Reproduce the entire passage below about June P., the vendor who sells The Contributor on Belmont Blvd., word for word.

PROVIDED PASSAGE |
#####
Formerly homeless vendor June P. has been selling The Contributor on Belmont Blvd. for three years. She’s battled drug and alcohol addiction since she was a teenager, spurred by difficult circumstances in her life. A Belmont student directed her to the paper, and she credits The Contributor with motivating her to stay clean and helping her find temporary housing.
A Nashville native, June grew up with a very close relationship with her family, especially her father. “I worked day-in and day-out on construction with my dad; before school, after school and on every break,” she explained. Later in life, her father was diagnosed with lung cancer and soon after passed away due to the illness. “I just sort of stopped living after my dad died,” she said. Following his death, she turned to drugs and alcohol in order to numb the heartache of her loss.
At one point, June had a family of her own, but due to circumstances, including her addiction, she went through a detrimental divorce and lost both of her kids. After this, she attempted to get her life back in order but ultimately her addiction prevailed.
#####
COLLECTED MATERIAL |
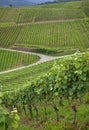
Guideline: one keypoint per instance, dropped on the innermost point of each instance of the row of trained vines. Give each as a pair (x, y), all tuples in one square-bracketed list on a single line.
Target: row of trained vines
[(41, 13), (67, 80), (10, 59), (61, 35)]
#####
TASK RESPONSE |
Formerly homeless vendor June P. has been selling The Contributor on Belmont Blvd. for three years. She’s battled drug and alcohol addiction since she was a teenager, spurred by difficult circumstances in her life. A Belmont student directed her to the paper, and she credits The Contributor with motivating her to stay clean and helping her find temporary housing.
A Nashville native, June grew up with a very close relationship with her family, especially her father. “I worked day-in and day-out on construction with my dad; before school, after school and on every break,” she explained. Later in life, her father was diagnosed with lung cancer and soon after passed away due to the illness. “I just sort of stopped living after my dad died,” she said. Following his death, she turned to drugs and alcohol in order to numb the heartache of her loss.
At one point, June had a family of her own, but due to circumstances, including her addiction, she went through a detrimental divorce and lost both of her kids. After this, she attempted to get her life back in order but ultimately her addiction prevailed.